#### Assignment
Omit the images, then repeat the listing exactly.

────────

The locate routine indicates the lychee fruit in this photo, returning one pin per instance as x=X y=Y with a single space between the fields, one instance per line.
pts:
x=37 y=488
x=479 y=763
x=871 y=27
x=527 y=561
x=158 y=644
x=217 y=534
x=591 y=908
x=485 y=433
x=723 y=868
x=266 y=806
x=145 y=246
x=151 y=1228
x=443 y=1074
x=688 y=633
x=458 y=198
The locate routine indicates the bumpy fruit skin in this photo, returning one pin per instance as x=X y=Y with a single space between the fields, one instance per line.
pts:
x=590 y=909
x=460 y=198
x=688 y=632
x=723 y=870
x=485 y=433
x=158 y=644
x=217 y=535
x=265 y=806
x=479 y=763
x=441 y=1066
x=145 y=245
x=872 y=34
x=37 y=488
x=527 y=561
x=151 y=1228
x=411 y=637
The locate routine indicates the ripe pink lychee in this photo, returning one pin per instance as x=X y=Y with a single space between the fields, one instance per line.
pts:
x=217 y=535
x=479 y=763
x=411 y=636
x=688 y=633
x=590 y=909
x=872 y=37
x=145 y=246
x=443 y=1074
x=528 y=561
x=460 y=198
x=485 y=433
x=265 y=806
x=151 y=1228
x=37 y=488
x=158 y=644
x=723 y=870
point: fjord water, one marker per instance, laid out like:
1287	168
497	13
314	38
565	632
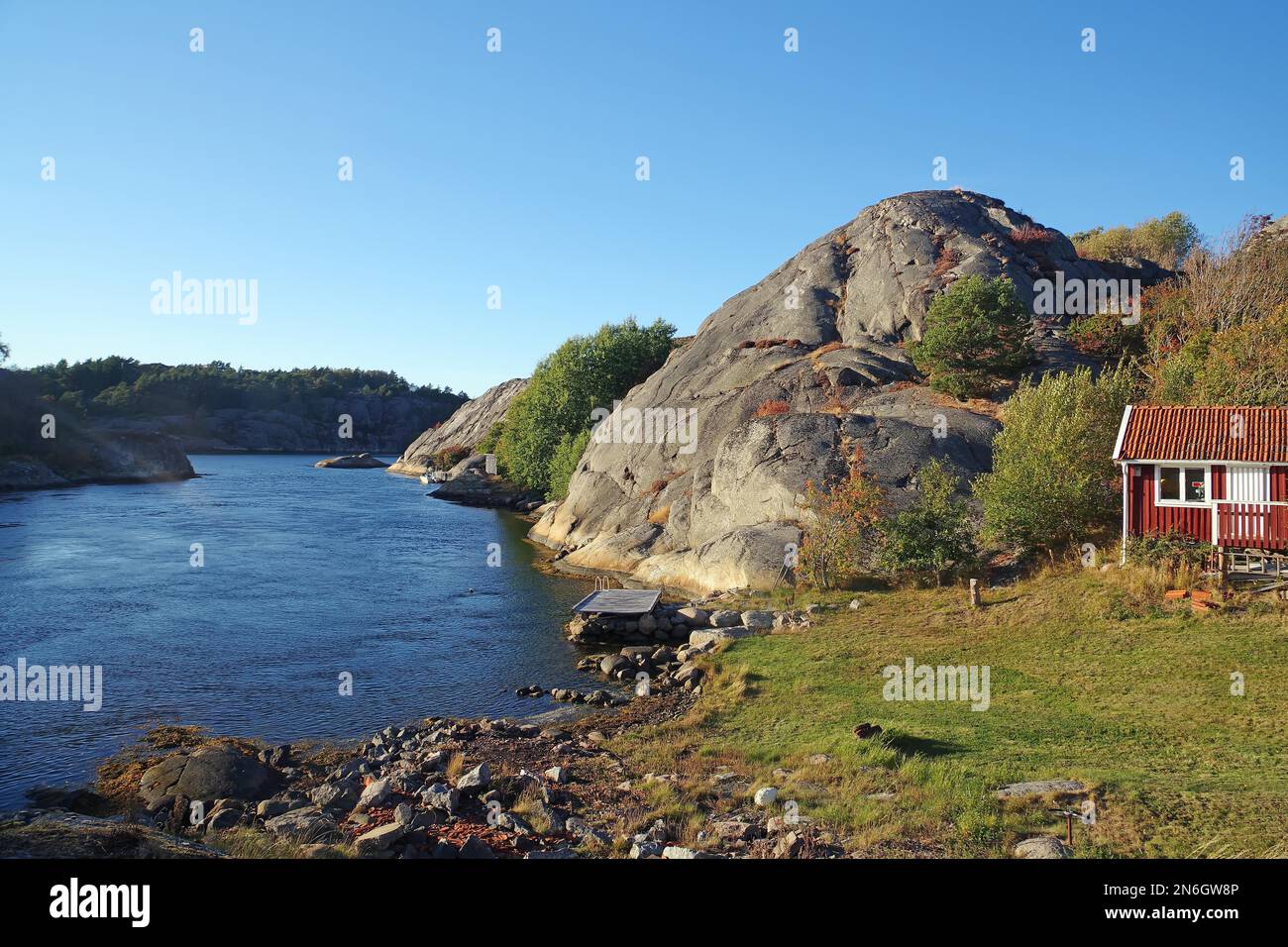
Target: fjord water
308	574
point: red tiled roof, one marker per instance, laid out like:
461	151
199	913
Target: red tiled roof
1159	432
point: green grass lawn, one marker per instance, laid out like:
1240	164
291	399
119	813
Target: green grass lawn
1093	678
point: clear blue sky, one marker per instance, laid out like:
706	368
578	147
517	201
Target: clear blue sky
518	169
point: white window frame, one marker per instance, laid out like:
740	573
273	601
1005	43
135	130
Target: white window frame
1183	467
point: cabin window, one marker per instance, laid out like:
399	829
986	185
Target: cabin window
1183	484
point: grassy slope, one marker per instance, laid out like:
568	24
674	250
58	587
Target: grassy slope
1093	678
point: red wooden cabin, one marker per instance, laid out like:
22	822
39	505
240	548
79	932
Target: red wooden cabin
1215	474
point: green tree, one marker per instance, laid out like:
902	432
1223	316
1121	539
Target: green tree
841	519
975	334
1052	484
934	535
563	462
1167	241
585	372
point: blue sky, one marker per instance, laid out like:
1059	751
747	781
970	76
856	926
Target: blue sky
518	169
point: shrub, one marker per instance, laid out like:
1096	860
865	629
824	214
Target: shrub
1244	365
1054	483
1167	241
772	407
934	536
565	462
1106	337
1171	552
841	517
975	334
1215	334
1028	235
587	372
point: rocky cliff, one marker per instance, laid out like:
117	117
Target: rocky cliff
380	424
785	380
463	431
75	458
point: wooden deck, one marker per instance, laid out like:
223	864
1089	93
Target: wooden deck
618	602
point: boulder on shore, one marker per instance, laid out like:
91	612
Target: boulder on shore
468	425
209	772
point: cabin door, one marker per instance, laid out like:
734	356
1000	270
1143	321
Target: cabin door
1249	484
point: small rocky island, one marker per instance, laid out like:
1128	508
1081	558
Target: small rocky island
353	462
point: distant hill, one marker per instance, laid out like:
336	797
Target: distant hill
795	376
217	407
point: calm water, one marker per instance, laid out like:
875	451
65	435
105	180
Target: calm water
307	574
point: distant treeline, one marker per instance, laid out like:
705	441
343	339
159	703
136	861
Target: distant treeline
116	386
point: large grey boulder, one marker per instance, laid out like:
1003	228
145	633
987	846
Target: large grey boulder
717	504
463	431
1041	847
209	772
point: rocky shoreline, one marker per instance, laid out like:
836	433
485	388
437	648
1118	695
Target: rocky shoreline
78	460
450	788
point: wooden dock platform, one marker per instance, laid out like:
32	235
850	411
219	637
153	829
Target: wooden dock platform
618	602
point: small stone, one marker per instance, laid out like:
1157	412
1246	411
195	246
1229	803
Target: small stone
789	847
375	793
475	780
767	795
377	839
476	848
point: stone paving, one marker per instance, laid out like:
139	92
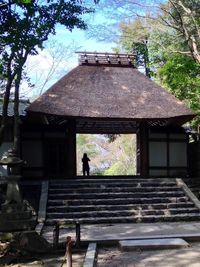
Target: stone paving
186	257
108	232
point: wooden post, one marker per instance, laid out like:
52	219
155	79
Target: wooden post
144	153
78	235
68	253
71	148
56	235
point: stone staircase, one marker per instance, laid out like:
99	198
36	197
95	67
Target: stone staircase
118	200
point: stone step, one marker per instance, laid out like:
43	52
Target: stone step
71	196
104	189
118	213
66	208
129	219
115	183
117	201
152	244
111	179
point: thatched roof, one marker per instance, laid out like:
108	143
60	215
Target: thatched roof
109	92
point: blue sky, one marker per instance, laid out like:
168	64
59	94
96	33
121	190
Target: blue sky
102	25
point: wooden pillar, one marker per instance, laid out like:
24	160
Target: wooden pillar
71	148
143	148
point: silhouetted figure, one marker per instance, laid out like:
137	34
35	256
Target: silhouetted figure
86	167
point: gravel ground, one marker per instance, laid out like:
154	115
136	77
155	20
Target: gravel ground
49	261
185	257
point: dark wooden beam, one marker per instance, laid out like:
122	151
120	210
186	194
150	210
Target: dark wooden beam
71	148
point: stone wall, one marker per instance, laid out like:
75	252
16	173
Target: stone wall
194	159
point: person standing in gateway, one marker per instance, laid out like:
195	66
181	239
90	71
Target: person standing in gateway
86	167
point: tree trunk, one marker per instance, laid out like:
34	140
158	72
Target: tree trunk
5	108
16	133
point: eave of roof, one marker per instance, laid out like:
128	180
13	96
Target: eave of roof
106	92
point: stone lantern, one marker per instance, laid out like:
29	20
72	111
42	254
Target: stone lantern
15	214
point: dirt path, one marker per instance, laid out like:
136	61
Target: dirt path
186	257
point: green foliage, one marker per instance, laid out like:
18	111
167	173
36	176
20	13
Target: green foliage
181	75
174	48
108	158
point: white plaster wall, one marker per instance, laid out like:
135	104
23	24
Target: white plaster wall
178	154
157	154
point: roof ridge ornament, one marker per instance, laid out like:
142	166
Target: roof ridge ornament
111	59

────────

#### Response
The locate routine indicates the lychee fruit in this photo, returning one pin per instance as x=X y=Y with a single space between the fields, one instance per line.
pts:
x=37 y=488
x=479 y=763
x=871 y=27
x=527 y=561
x=158 y=644
x=217 y=534
x=591 y=908
x=485 y=433
x=723 y=868
x=266 y=806
x=145 y=246
x=151 y=1228
x=443 y=1074
x=688 y=633
x=458 y=198
The locate routine indicates the bumpy fruit skin in this photo, returning one pin per instance as x=X y=Y with a single space between the fields, one instance per line.
pts:
x=590 y=909
x=460 y=198
x=688 y=632
x=723 y=870
x=485 y=433
x=158 y=644
x=217 y=535
x=265 y=806
x=479 y=763
x=441 y=1066
x=145 y=245
x=872 y=34
x=37 y=488
x=527 y=561
x=151 y=1228
x=411 y=637
The locate routine indicates the ripe pink lychee in this photo, returning one pin per instance as x=X y=Y with a single space between the fields, one instance per line.
pts:
x=217 y=535
x=479 y=763
x=411 y=636
x=688 y=633
x=590 y=909
x=872 y=37
x=145 y=246
x=443 y=1074
x=528 y=561
x=460 y=198
x=485 y=433
x=265 y=806
x=151 y=1228
x=37 y=488
x=158 y=644
x=723 y=870
point: fjord water, one marker per instance, laid out like:
1287	168
497	13
314	38
565	632
Target: fjord water
308	574
point: red tiled roof, one marker per instance, laid out like:
461	151
199	913
Target: red tiled roof
1159	432
point: green grass lawn, one marker per instance, laid out like:
1240	164
291	399
119	813
Target: green grass lawn
1093	678
point: clear blue sky, one marker per instance, laid out like:
706	368
578	147
517	201
Target: clear blue sky
518	169
point: white window frame, one marker per instance, laid out like:
740	573
273	601
1005	43
135	130
Target: white window frame
1183	467
point: cabin window, one marker per instance, laid out like:
399	829
986	185
Target: cabin window
1183	484
point: grassy slope, one marker per instance, laid out like:
568	24
674	250
58	587
Target: grassy slope
1093	678
point: red wooden cabin, one marker per instance, laid out like:
22	822
39	505
240	548
79	932
Target: red wooden cabin
1215	474
point: green tree, one marker per instance, laid out like:
902	432
1223	316
1121	539
Target: green tree
841	519
975	334
1052	484
934	535
563	462
1167	241
585	372
point: blue sky, one marker per instance, laid out like:
1059	751
747	781
970	76
856	926
Target: blue sky
518	169
point: shrub, one marker per instance, laid out like:
1096	860
865	629
824	214
Target: shrub
1244	365
1054	483
1167	241
772	407
934	536
565	462
1106	337
1171	552
841	517
975	334
1215	334
1028	235
587	372
point: rocky cliff, one marker per instance, laid out like:
117	117
Target: rocky cliff
380	424
785	380
463	431
75	458
point: wooden deck, one marker per instance, laid out like:
223	864
1089	93
Target: wooden deck
618	602
point: boulder on shore, one marker per instance, laid out like:
91	612
Target: boulder on shore
468	425
209	772
point: cabin door, one marker per instance, laid out like:
734	356
1000	270
1143	321
Target: cabin door
1249	484
point: small rocky island, one marker per instance, laid out like:
1128	508
1081	558
Target: small rocky island
353	462
point: distant hill, one marker per instance, laid out like:
336	797
Target: distant hill
795	376
217	407
point: calm water, one marker per instance, laid out like:
875	451
65	435
105	180
Target: calm water
307	574
point: distant treeline, one marker per instance, laid out like:
705	441
343	339
159	703
136	861
Target: distant treeline
116	386
point: large grey boulder, one marker per instance, laid out like:
1003	228
145	633
987	846
Target: large grey boulder
717	504
463	431
1041	847
209	772
point: rocky shoreline, one marker per instance, laid out like:
836	433
485	388
437	648
1118	695
Target: rocky shoreline
78	460
450	788
point: wooden dock platform, one marker per instance, laid out like:
32	235
850	411
219	637
153	829
Target: wooden dock platform
618	602
point: small stone, one marker per instance, laid out like:
1157	412
1246	411
195	246
1229	803
Target: small stone
789	847
375	793
475	780
767	795
377	839
476	848
point: stone paving, one marker per instance, laid out like:
139	92
Target: stone paving
186	257
108	232
point: wooden post, one marker per instance, laid out like:
52	219
155	79
Target: wooden post
144	153
78	235
68	253
71	148
56	235
point: stone staircase, one marker per instance, laid out like:
99	198
36	197
95	67
Target: stone staircase
118	200
point: stone step, one marker per instance, laid out like:
43	52
Target: stone step
71	196
104	189
118	213
66	208
129	219
115	183
117	201
152	244
111	179
point: thatched roof, one marker per instance, laid out like:
108	143
60	215
Target: thatched roof
109	92
point: blue sky, one marker per instance, laid out like:
168	64
59	94
96	33
121	190
Target: blue sky
102	25
point: wooden pillar, one marker per instance, laid out like:
24	160
Target: wooden pillar
71	148
143	148
point: silhouetted figure, one marker per instance, laid out like:
137	34
35	256
Target: silhouetted figure
86	167
point: gravel ground, one marker per instance, laid out like:
154	115
136	77
155	20
Target: gravel ground
49	261
185	257
point: dark wooden beam, one marker per instance, laid out like:
122	151
120	210
186	194
150	210
Target: dark wooden beam
71	148
point: stone wall, one marker per instance, laid out like:
75	252
16	173
Target: stone wall
194	159
point: person standing in gateway, one marker per instance, laid out like:
195	66
181	239
90	71
Target: person standing in gateway
86	167
point: tree trunk, one marker per instance, laid out like:
34	140
158	72
Target: tree trunk
5	108
16	133
point: eave of roof, one marker per instance, laid out like:
128	180
13	96
Target: eave of roof
106	92
point: stone lantern, one marker per instance, laid out like:
29	20
72	111
42	254
Target: stone lantern
15	214
point: dirt path, one marker per instance, laid out like:
136	61
Target: dirt path
186	257
point: green foliage, one marker per instance, laid out like:
18	111
167	173
36	176
20	13
Target: green foliage
181	75
174	48
108	158
point: white plaster wall, one marker per instance, laid out like:
135	104
23	24
Target: white plaster wall
178	154
157	154
point: roof ridge ornament, one marker per instance, laid out like:
142	166
Target: roof ridge ornament
111	59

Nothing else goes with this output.